**Text for analysis**:
▽
Caption
Adair Park resident Matthew Garbett stands on the Southwest Beltline near two tunnel openings designed for light rail transit.
Credit: Allexa Ceballos / GPB News
|Updated: May 7, 2025 2:50 PM
GPB's Amanda Andrews reports on residents' reactions to the mayor's new plans for light rail in Atlanta.
Adair Park resident Matthew Garbett stands on the Southwest Beltline near two tunnel openings designed for light rail transit.
Now that the Beltline has achieved some commercial success, there is still debate about whether it will ever be used for one of its original imagined purposes: a passenger rail circuit around Atlanta.
Atlanta Mayor Andre Dickens recently stated there will be Beltline rail. However, he said the project will begin in a part of town yet to see a Beltline boom: Atlanta's south side.
Matt Garbett has watched the Beltline grow in Southwest Atlanta’s Adair Park neighborhood since he moved here in 2013.
He’s a bike commuter on the Beltline. He sees the path as a utility. On a sunny afternoon full of dog walkers, joggers and baby strollers, he recognizes for most, the Beltline is more of a toy.
“Everyone we've seen here today while we're sitting here is out here for fun on the day off,” Garbett said. "No one's using this trail to get to work besides me."
△
**Exercise data**:
▽
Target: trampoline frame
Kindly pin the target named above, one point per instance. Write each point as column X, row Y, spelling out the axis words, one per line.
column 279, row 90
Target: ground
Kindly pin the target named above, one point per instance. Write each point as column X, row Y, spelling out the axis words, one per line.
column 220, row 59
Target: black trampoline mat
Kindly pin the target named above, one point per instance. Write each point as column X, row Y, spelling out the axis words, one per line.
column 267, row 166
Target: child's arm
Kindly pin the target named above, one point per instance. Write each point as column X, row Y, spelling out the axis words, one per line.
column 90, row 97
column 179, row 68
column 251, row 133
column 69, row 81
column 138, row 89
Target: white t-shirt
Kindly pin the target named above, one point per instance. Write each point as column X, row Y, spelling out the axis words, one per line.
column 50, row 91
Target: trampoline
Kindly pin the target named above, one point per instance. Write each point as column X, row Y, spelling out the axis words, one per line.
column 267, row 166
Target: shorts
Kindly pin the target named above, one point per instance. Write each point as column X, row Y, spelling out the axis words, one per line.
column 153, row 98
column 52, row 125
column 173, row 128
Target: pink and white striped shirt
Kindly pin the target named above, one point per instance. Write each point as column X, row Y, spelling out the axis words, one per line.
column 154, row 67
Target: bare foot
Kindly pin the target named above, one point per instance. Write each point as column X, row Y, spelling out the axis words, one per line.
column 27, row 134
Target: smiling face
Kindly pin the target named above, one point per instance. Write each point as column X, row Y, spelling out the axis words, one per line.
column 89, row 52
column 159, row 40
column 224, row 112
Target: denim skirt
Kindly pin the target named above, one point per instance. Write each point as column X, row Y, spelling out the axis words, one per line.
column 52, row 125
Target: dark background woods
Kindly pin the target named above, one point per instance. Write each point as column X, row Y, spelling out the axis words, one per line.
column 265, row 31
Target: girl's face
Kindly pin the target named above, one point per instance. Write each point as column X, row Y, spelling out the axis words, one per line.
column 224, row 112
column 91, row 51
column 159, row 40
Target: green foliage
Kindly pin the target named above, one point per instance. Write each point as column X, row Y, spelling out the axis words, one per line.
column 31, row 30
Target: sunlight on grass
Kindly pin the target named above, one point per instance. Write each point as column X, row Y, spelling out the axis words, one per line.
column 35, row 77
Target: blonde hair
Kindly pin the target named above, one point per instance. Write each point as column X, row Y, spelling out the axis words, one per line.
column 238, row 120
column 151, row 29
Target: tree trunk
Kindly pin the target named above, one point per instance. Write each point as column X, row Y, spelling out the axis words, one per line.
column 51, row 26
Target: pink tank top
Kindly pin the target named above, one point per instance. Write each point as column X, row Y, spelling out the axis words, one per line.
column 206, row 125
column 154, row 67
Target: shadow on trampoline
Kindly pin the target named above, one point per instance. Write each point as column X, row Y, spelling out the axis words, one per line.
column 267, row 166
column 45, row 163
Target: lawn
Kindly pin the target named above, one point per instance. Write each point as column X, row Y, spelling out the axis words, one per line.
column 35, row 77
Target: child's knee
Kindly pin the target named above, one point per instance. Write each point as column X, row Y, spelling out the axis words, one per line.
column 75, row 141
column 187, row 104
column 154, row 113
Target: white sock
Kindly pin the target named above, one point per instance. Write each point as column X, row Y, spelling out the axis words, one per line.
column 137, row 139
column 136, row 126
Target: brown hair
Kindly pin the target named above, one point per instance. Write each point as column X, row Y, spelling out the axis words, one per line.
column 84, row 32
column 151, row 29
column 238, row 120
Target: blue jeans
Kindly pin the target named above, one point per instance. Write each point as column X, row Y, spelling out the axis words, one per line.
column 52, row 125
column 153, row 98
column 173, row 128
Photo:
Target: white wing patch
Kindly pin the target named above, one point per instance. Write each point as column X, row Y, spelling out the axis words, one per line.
△
**Your goal**: Continue the news story about Beltline light rail on Atlanta's south side, picking up after its final sentence. The rows have no connection to the text about Beltline rail in Atlanta.

**Expected output**:
Originally, the city of Atlanta promised Southside residents the Beltline would bring more connections, jobs and, ultimately, a commuter train. Garbett said without that, his neighbors won’t use the Beltline.
“No one's going to walk from my house to Poncey-Highland; very few people are gonna bike there,” he said. “But in theory, if we actually had rail, people would take rail to do that. People do take rail. So yeah, I think the promise was broken.”
That’s why in March, Mayor Andre Dickens made a new promise to the MARTA Board.
Atlanta will start building 4 miles of Beltline rail that will connect to a planned new MARTA station on the Southside first. This will take priority over the original plan: extending the downtown streetcar an additional two miles onto the east side Beltline.
Atlanta Chief Policy Officer Courtney English told the MARTA Board there is a quality of life divide running from northwest to southeast Atlanta. The mayor’s office wants to mend it.
“Now, the folks below that line: It's a mixed income, but it's certainly where the concentration of poverty in the city of Atlanta resides," English said. “The folks are above that line are mostly our white neighbors, and the folks below that line are mostly African-American neighbors and are people of color.”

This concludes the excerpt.